:: SOURCE EXCERPT ::
We woke up and struggled to get ourselves out of bed. Then went downstairs to fix breakfast (YAY). We had toast (thanks Crys!) and Crys was introduced to WeetBix and Nestum Bubur (Pei's recipe Hahaha). I love fixing my own breakfast. So it was fun for me, hopefully for them too. Then after a while Pei had to go. Then Kev and Dad came home from church and they wanted to go for breakfast. Crys called for her mum to pick her up and after a while I was going out with Kev and Dad to Sandakan Noodles! Yum! Then after that we went to CP to get my tailored pants for school. We parked at Warisan and walked over. Well, it was too tight. SIGHHHHH. Crystal! We seriously need to do something about ourselves!!! =P (At least you are! T-T). So we asked them to alter it. So anyway, after that we walked around CP, spent some time in those electronic shops, looking at motion-flow demos on Bravia plasmas, spent some time in Times (my heaven!!). It hit my dad that it was the last Sunday I had left in KK (of course, I'll have more when I get back. NOT MIGRATING!). I could tell he was making an effort to spend time with me! =D So we left after getting Mao's Last Dancer (Kel's request) and Dad got an architecture magazine. Haha.
Then we went home, and me and Dad took a nap. I was really tired. So there I was, napping while Crys was in the gym (ROAR!!). Then when I woke up Dad had bought some Paos for me. I LOVE PAOS. Paos as in those tau sah paos/ ca sao paos those PAO. So he bought tau sah and zhu rou. YAY. He woke me up and we ate in the kitchen. (His effort!!! =D) and then after that we sort of did our own stuff, I think. And then me and Kev bathed (me in parents bathroom. I LOVE THEIR BATHROOM!) and went for dinner. Actually Dad had a wedding. He thought he had two weddings, so he RSVPed one saying he couldn't go, and went to the another one. But turns out the one he went to was actually next month. Hah. Trust my dad to mix these things up. So he went home and we all left for dinner. I was actually thinking about Fish N Co because I've had this craving for fish and chips for a few days already (Crys was supposed to take me yesterday but we ended up at Kenny Rogers). We ended up in Hyatt (Dad's effort!!!). It was a nice dinner I guess, but I unfortunately had gastric. Probably from the dinner last night and the paos. Haha. So we went home and that was the end of our day together.

:: GIVEN PROBLEM ::
Answer these questions about the blog entry, one per line:
1. What did Dad get at Times?
2. Which two kinds of paos did Dad buy?
3. Where did the family end up eating dinner?
The data after this point comes from a separate source.

:: INFORMATION PROVIDED ::

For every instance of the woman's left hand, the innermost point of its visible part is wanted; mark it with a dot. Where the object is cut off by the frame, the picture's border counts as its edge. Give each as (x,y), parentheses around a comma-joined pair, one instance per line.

:: ANSWER ::
1. An architecture magazine
2. Tau sah and zhu rou
3. Hyatt